[Object position labeling entries]
****************

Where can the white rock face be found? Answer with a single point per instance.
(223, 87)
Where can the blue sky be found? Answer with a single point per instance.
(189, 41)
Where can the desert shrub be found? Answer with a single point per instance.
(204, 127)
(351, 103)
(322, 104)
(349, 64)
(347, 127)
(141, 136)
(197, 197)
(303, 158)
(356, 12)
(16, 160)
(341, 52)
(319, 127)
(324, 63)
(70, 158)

****************

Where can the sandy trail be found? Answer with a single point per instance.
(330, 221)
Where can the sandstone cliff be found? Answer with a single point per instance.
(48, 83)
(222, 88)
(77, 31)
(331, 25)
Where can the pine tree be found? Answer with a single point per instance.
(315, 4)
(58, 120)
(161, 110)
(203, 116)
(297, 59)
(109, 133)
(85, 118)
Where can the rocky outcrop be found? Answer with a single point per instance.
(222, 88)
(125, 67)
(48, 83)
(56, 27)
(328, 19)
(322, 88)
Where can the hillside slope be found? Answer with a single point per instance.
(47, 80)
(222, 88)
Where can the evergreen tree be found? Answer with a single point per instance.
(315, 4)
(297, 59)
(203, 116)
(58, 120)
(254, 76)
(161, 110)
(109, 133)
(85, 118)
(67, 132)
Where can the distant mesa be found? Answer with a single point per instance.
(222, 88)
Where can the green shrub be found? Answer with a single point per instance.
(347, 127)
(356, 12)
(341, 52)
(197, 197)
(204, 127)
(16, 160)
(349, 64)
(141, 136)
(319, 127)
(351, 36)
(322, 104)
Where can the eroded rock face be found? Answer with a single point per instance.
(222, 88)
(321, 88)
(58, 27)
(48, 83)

****************

Instructions to follow - Which lines of the rows contain the word "face", with case counting? Report each of those lines in full.

Final result -
Where can the white rock face be found? Answer with a single point per instance.
Where can the eroded rock face be found? Answer with a single point per instance.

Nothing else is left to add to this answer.